MATERIAL TO PROCESS:
== == ==
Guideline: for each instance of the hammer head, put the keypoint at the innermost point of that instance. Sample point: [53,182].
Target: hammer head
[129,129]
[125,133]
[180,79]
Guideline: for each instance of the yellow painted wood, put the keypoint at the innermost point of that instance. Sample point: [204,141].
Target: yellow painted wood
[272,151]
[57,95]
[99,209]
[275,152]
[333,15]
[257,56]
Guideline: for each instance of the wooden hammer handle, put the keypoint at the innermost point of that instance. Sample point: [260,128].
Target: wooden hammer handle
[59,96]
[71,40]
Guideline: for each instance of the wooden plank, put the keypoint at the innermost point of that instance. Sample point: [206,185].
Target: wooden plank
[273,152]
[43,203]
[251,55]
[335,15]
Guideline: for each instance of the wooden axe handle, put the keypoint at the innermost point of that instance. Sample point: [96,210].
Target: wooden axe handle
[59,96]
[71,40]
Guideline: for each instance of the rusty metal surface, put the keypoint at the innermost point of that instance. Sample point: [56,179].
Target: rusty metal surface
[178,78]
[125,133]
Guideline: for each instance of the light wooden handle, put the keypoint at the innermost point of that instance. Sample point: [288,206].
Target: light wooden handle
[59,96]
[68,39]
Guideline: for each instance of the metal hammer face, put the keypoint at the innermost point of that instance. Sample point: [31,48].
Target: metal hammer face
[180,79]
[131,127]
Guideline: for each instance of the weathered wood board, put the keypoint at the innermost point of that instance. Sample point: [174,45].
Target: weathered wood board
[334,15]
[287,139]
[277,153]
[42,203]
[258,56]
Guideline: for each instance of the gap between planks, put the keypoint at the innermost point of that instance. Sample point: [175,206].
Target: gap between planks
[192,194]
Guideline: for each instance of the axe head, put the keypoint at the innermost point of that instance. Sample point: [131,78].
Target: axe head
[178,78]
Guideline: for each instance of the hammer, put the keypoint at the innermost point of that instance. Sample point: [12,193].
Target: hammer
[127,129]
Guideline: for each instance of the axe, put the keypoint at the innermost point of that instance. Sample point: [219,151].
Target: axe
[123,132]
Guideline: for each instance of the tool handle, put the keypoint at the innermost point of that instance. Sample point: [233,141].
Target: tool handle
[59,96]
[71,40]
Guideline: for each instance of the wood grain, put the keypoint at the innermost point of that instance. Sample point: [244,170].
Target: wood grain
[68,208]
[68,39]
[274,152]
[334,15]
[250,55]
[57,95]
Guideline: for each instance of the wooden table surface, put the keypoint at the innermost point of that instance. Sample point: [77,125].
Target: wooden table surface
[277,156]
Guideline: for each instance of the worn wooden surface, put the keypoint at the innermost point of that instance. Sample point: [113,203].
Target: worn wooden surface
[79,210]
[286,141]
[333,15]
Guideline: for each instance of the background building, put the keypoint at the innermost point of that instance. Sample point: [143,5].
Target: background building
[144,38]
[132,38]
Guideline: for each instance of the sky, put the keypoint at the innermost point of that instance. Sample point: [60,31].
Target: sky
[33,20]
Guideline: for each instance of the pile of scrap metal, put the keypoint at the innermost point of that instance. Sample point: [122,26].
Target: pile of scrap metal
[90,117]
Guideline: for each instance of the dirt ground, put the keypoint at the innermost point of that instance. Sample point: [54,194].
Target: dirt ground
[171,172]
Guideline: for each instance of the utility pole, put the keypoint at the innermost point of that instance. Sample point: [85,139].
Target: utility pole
== == ==
WHAT IS ASKED: Write out all of the data above again, switching every "innermost point" to "central point" and leaving the rest unchanged.

SOLVED PROBLEM:
Guideline: for each instance of the hammer head, put the keypoint at the central point of that instance. Sample point: [53,182].
Target: hammer head
[129,129]
[125,133]
[180,79]
Guideline: for each instance of the yellow painted wood, put the keypoint at the central point of that instance. Sample point: [204,141].
Target: yellow painted wood
[272,151]
[57,95]
[99,209]
[275,152]
[333,15]
[257,56]
Guideline: for each instance of the wooden hammer handle, put the keypoint at the central point of that instance. Sample point: [260,128].
Target: wooden hammer handle
[59,96]
[71,40]
Guideline: for each instance of the wooden plank, put the keypoint at the central point of that instance. Sample point: [206,185].
Target: wooden plank
[273,152]
[43,203]
[251,55]
[335,15]
Guideline: for each instance of the wooden axe handle, put the keypoint at the central point of that instance. Sample point: [96,210].
Target: wooden axe handle
[59,96]
[71,40]
Guideline: for each instance of the rusty metal surface, put the keypoint at the central point of that instance. Sample point: [56,179].
Target: rusty metal surface
[178,78]
[125,133]
Guideline: for each instance of the light wooden handle, put the keypoint at the central point of that instance. Sample point: [288,206].
Target: light wooden handle
[59,96]
[68,39]
Guideline: for each instance of the metal hammer face, put the keypoint at the central point of that instance. Sample point: [31,48].
Target: metal hammer face
[180,79]
[131,127]
Guideline: for each instance of the weathered wood board, put the keypoint at the central point of that instance. Sample point: [174,45].
Target: weathered wood board
[334,15]
[287,139]
[277,153]
[42,203]
[258,56]
Guideline: for each instance of the gap between planks, put the keypoint at the central point of that instance. Sample point: [175,206].
Target: gap between planks
[192,194]
Guideline: for each instance of the axe head, put the keypoint at the central point of that instance. Sample point: [131,78].
Target: axe head
[178,78]
Guideline: for each instance of the hammer, put the keypoint at the central point of that instance. Sample point: [12,193].
Target: hammer
[127,129]
Guideline: for each instance of the axe, put the keypoint at the central point of that instance. Sample point: [219,151].
Target: axe
[123,132]
Guideline: for each instance of the tool handle, put the keypoint at the central point of that instance. Sample point: [233,141].
Target: tool handle
[59,96]
[71,40]
Guideline: for each instance of the wood grain, put the keypoint at the central point of that instance. Sample point: [244,170].
Target: wood grain
[68,208]
[68,39]
[274,152]
[334,15]
[250,55]
[57,95]
Guideline: for each instance of the wooden table surface, put the keypoint at the central point of that instance. Sample point: [77,125].
Target: wooden table surface
[277,156]
Guideline: for each instance of the worn wooden surface, put the keypoint at the central point of that instance. Sample point: [113,203].
Target: worn wooden surface
[79,210]
[286,141]
[333,15]
Guideline: for each instance of the background building, put the keypoint at the central point of that instance. Sample point: [143,5].
Target: background building
[144,38]
[132,38]
Guideline: for each instance of the sky, put the keypoint at the central point of that instance. Sample point: [60,31].
Target: sky
[33,20]
Guideline: for each instance of the pile of scrap metal, put the keypoint at the central point of that instance. Sample point: [122,26].
Target: pile of scrap metal
[90,117]
Guideline: for each instance of the dirt ground, put the keypoint at the central point of that instance. Sample point: [54,194].
Target: dirt ground
[171,172]
Guideline: for each instance of the utility pole, put the keypoint at the central point of that instance. Sample point: [85,139].
Target: utility pole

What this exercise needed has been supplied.